++++ AVAILABLE RECORDS ++++
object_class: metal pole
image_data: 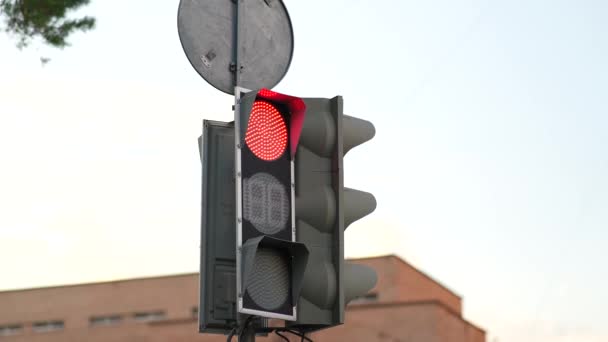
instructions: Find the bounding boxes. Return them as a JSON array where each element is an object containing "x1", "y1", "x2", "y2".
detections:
[
  {"x1": 232, "y1": 0, "x2": 242, "y2": 88},
  {"x1": 234, "y1": 2, "x2": 253, "y2": 341},
  {"x1": 238, "y1": 322, "x2": 255, "y2": 342}
]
++++
**ABOUT THIS TASK:** The answer consists only of the lines from the one containing "instructions: Find the" to the end of the records, each written out exactly.

**TASK OUTPUT:**
instructions: Find the bounding boxes. Return them as a JSON array where each element is an object containing "x1", "y1", "x2", "y2".
detections:
[
  {"x1": 232, "y1": 0, "x2": 242, "y2": 88},
  {"x1": 234, "y1": 2, "x2": 253, "y2": 341},
  {"x1": 238, "y1": 322, "x2": 255, "y2": 342}
]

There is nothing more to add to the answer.